→ Aim
Gather every line in the entries below that contains the string "foot", treating uppercase and lowercase as different.

/---

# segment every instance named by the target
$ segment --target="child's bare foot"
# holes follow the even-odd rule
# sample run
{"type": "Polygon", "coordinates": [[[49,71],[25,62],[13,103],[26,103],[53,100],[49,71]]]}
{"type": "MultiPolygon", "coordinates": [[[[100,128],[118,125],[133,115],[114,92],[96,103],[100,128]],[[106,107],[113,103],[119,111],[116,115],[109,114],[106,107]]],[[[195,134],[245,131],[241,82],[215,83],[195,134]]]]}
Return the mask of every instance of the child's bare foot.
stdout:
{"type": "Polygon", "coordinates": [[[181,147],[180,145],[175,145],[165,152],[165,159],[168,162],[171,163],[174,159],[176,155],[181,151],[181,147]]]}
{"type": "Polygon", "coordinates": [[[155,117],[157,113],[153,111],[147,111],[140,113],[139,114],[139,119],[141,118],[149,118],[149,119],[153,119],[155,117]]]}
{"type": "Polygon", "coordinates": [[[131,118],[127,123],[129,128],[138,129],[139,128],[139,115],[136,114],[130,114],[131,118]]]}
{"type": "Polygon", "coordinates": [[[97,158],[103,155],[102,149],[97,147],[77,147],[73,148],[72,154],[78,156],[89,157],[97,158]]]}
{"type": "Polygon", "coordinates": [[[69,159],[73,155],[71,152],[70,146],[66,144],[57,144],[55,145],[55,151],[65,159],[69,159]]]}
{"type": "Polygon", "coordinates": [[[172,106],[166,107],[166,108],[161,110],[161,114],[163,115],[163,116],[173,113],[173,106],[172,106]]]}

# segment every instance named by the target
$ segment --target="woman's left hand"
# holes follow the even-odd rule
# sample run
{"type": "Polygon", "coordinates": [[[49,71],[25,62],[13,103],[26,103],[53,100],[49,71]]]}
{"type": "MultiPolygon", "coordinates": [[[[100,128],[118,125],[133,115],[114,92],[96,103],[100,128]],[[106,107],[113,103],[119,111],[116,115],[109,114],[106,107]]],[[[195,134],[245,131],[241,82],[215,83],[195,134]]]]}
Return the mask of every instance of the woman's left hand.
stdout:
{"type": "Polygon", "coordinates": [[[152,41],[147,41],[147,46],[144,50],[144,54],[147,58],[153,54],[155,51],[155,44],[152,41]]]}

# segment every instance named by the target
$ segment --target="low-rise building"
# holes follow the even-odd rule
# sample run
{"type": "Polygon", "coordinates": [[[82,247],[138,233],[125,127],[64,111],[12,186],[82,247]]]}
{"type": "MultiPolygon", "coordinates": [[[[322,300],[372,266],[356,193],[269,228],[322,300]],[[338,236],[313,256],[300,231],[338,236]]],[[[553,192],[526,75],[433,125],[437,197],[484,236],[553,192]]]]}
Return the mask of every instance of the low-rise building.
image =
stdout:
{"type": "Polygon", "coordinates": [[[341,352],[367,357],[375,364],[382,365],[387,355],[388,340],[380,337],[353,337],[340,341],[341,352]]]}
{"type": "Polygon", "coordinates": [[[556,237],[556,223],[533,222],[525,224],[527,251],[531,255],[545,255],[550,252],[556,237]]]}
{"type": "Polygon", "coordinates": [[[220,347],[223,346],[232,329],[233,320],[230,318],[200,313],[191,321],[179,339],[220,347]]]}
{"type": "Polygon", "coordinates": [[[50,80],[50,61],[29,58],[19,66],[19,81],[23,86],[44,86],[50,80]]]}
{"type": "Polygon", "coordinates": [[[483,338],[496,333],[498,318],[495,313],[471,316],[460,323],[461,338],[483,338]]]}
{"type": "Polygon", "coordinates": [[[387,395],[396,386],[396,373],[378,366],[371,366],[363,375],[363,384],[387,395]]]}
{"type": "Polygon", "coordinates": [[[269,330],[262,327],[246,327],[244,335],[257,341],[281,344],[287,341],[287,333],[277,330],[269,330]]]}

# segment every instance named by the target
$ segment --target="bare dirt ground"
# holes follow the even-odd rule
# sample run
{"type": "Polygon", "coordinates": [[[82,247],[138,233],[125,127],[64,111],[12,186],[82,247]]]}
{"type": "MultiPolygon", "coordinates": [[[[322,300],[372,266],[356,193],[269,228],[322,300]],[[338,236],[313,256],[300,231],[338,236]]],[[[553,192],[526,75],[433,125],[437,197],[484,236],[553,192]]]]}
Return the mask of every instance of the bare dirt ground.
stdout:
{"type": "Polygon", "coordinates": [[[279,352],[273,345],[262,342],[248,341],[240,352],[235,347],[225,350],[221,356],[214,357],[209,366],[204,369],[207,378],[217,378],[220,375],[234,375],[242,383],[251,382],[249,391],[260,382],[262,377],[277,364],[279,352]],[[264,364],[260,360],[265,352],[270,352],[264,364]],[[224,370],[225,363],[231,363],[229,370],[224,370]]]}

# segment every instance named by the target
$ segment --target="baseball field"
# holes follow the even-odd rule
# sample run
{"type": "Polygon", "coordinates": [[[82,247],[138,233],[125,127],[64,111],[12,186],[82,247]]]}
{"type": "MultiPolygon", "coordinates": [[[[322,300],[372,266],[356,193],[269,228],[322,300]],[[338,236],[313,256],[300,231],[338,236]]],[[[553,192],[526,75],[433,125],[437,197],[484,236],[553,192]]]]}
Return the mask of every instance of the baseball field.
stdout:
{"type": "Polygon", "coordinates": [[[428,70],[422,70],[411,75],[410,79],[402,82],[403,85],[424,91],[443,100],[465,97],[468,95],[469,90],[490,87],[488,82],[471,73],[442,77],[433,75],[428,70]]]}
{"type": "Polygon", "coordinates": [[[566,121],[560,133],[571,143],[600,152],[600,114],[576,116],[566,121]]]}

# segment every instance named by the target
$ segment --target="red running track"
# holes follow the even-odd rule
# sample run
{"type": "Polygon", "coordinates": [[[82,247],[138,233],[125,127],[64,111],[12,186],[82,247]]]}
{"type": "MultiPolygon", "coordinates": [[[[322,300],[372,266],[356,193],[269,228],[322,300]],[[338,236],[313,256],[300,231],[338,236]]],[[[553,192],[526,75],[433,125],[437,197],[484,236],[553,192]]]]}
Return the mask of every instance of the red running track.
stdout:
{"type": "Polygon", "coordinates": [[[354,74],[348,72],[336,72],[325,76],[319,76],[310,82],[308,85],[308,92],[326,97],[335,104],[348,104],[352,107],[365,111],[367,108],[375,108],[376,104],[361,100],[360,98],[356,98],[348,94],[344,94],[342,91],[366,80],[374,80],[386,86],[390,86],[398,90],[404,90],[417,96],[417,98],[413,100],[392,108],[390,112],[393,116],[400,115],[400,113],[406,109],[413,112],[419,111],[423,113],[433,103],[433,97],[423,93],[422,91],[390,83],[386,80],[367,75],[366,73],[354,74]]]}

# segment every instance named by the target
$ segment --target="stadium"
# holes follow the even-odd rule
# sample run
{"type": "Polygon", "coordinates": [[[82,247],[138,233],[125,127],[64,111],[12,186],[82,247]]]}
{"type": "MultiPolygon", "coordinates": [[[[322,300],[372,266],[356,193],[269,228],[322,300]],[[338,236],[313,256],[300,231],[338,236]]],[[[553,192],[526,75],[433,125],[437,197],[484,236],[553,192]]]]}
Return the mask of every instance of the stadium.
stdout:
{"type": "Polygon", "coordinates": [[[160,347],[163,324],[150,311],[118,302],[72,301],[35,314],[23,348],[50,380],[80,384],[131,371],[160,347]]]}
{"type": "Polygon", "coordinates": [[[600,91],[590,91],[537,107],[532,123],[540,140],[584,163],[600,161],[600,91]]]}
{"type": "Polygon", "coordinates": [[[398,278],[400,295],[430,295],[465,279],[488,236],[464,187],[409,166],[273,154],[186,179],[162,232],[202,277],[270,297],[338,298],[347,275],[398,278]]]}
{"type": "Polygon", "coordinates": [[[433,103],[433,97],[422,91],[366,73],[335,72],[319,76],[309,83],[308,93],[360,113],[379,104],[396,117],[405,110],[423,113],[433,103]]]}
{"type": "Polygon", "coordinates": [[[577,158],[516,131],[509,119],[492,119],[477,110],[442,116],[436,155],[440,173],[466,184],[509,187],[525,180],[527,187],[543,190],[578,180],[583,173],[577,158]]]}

\---

→ Output for this task
$ segment --target="child's bare foot"
Return the mask of every instance of the child's bare foot.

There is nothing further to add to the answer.